Written exercise: Swap "dark beak" for "black beak" wherever it occurs in the records below, and reproduce every line otherwise unchanged.

Data excerpts:
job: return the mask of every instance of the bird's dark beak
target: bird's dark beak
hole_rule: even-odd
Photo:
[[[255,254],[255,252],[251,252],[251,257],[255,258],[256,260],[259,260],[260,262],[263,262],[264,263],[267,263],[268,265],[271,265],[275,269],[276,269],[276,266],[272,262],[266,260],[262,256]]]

Task result:
job: return the mask of every instance of the bird's black beak
target: bird's black beak
hole_rule: even-odd
Photo:
[[[255,254],[255,252],[251,252],[251,257],[255,258],[256,260],[259,260],[260,262],[263,262],[264,263],[267,263],[268,265],[271,265],[275,269],[276,269],[276,266],[272,262],[266,260],[262,256]]]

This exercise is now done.